WHAT THE TASK ASKS:
Could you print, unchanged, every line of the records, starting at the line that contains "Please annotate the mediterranean" and ending with the last line of the records?

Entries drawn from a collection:

┌──

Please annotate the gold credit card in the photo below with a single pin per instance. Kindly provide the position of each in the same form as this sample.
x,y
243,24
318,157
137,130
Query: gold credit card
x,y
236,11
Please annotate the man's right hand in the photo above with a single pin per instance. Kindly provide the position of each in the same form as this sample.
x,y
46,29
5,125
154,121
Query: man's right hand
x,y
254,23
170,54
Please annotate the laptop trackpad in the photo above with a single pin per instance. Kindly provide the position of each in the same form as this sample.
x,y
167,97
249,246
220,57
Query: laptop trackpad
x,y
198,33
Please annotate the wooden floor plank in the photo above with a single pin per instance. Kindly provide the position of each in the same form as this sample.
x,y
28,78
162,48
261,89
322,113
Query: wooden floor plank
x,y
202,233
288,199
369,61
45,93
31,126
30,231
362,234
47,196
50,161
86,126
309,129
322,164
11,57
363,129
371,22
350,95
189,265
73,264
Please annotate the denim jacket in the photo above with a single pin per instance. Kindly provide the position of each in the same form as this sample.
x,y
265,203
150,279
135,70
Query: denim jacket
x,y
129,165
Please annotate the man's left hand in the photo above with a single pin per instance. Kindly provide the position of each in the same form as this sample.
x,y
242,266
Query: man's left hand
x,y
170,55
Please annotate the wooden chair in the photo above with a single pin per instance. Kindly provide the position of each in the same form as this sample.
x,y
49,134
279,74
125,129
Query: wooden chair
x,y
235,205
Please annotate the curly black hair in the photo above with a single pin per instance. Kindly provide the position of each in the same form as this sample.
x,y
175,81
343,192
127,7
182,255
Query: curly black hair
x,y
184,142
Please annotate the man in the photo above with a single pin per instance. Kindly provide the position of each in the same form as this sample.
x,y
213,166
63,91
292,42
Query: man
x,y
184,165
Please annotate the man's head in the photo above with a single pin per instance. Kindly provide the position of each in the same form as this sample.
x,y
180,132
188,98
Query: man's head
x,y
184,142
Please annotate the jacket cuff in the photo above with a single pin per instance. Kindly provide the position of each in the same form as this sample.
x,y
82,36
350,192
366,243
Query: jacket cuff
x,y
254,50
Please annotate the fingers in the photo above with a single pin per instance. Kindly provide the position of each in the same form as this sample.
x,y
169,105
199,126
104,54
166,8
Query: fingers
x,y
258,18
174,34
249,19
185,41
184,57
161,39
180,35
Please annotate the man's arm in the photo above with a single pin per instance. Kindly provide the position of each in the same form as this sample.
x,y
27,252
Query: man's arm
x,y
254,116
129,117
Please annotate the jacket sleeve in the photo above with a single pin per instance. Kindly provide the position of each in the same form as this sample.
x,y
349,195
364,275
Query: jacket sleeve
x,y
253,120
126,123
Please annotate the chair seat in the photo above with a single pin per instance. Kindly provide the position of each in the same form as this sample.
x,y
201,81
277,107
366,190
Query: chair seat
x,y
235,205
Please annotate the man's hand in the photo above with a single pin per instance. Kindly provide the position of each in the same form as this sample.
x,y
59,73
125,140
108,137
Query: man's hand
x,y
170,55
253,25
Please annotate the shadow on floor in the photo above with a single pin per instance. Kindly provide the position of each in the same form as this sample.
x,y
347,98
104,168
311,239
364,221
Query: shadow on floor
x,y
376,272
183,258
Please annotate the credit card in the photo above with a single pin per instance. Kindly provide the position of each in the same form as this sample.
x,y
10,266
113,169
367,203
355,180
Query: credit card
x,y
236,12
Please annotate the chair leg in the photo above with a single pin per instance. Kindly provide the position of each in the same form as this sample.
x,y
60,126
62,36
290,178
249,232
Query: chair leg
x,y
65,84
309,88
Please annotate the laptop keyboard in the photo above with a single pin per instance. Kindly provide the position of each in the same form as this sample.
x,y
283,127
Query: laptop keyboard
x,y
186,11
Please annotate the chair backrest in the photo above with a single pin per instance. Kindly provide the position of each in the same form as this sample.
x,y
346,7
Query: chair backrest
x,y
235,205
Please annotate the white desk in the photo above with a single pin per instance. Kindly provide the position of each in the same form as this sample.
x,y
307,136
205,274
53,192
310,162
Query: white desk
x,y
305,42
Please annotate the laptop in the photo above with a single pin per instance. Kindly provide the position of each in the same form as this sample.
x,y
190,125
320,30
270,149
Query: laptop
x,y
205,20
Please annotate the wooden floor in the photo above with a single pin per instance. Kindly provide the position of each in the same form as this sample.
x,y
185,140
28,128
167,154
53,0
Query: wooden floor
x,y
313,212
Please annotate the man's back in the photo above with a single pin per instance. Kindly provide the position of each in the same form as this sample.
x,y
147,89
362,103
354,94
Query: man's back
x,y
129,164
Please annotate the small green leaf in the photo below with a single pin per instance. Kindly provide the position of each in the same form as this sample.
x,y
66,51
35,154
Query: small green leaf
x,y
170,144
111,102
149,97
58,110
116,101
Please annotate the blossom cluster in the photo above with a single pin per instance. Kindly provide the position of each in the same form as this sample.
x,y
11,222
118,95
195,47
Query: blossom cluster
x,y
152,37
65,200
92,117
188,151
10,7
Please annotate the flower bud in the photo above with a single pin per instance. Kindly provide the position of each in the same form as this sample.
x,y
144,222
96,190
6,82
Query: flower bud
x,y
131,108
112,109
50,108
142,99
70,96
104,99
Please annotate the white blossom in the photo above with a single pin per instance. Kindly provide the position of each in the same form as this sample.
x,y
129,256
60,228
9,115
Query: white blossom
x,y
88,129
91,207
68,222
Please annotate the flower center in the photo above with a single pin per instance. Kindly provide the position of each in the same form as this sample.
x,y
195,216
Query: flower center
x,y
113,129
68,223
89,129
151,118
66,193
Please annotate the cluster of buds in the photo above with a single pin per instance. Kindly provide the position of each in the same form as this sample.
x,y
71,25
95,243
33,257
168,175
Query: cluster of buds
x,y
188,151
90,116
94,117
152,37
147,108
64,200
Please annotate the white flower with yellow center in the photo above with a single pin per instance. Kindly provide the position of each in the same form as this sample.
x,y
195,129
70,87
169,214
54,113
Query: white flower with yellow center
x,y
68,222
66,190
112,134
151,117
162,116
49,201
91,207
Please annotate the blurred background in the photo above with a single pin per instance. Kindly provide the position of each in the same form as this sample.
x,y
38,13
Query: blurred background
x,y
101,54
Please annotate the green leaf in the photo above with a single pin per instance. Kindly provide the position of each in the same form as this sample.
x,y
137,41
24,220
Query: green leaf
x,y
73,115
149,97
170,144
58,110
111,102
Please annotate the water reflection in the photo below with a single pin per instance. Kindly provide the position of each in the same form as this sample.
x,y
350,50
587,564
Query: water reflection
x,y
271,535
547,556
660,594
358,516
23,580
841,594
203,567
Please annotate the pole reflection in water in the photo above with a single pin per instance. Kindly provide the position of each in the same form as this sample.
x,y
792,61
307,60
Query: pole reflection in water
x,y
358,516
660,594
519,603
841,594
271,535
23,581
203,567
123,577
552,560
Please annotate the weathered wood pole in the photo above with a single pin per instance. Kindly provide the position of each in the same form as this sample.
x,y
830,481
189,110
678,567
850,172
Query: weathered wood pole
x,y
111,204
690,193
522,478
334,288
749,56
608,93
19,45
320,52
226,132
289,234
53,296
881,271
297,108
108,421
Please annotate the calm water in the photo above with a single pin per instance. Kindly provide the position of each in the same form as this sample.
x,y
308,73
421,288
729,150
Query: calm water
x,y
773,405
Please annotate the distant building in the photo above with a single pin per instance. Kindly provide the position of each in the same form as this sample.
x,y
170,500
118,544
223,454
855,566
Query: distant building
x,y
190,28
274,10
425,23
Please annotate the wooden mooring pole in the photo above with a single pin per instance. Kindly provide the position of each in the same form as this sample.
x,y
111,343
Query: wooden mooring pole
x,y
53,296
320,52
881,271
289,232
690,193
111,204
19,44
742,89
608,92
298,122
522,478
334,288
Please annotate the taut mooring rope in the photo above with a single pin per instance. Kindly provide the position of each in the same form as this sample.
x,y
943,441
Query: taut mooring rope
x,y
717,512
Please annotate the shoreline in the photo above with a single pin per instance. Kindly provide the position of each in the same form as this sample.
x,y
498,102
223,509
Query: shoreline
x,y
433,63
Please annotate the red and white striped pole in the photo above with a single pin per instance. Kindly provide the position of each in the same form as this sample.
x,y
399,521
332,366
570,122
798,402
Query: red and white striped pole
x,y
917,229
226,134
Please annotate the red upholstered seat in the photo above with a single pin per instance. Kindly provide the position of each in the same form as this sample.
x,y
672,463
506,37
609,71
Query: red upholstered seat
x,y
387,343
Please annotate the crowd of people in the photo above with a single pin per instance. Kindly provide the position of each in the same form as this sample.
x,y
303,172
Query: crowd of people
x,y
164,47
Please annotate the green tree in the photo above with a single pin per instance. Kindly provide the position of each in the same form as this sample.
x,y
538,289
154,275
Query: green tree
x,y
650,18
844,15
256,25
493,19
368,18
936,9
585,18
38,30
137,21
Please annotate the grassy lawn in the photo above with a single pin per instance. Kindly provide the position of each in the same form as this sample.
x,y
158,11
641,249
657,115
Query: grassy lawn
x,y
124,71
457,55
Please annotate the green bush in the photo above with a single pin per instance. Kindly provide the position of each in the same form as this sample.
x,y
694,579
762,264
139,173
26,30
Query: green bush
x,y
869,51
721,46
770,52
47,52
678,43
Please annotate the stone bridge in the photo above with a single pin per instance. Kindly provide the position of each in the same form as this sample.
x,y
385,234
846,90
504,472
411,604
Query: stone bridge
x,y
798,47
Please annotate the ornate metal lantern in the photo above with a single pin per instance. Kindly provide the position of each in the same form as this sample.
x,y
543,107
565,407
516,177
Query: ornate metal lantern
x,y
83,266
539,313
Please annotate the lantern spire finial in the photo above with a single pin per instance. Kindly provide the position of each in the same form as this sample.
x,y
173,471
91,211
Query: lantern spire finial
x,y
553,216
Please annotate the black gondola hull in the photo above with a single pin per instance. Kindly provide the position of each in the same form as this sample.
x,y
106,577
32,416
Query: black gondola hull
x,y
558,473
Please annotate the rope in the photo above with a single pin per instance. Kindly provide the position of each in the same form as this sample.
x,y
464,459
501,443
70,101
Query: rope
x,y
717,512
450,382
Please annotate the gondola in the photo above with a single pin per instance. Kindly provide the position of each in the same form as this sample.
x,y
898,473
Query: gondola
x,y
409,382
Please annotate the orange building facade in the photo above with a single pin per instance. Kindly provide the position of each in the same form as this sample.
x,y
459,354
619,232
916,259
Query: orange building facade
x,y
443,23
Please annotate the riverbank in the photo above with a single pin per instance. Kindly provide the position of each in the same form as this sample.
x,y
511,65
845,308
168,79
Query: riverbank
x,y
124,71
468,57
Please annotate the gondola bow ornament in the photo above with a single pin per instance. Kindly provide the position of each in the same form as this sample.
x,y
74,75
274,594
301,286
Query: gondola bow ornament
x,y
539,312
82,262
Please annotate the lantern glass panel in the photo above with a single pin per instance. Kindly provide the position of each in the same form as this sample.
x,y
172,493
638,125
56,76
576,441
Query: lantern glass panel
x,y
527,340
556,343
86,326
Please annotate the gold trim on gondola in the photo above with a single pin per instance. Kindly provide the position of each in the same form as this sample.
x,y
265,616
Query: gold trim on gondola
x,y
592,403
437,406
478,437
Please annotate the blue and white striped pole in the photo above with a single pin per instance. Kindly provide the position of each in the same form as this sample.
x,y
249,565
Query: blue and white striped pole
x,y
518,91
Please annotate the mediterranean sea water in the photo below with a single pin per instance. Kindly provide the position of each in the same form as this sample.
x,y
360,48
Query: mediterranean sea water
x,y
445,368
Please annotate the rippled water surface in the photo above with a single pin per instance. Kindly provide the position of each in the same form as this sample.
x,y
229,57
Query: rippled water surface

└──

RIGHT ANSWER:
Please annotate the mediterranean sea water in the photo below with a single pin per instance. Kindly provide the position of each in the same form as this sample.
x,y
360,48
Query: mediterranean sea water
x,y
445,368
Please annotate the rippled water surface in the photo above with a single pin per instance. Kindly provide the position of each in the same form as this sample.
x,y
229,57
Query: rippled water surface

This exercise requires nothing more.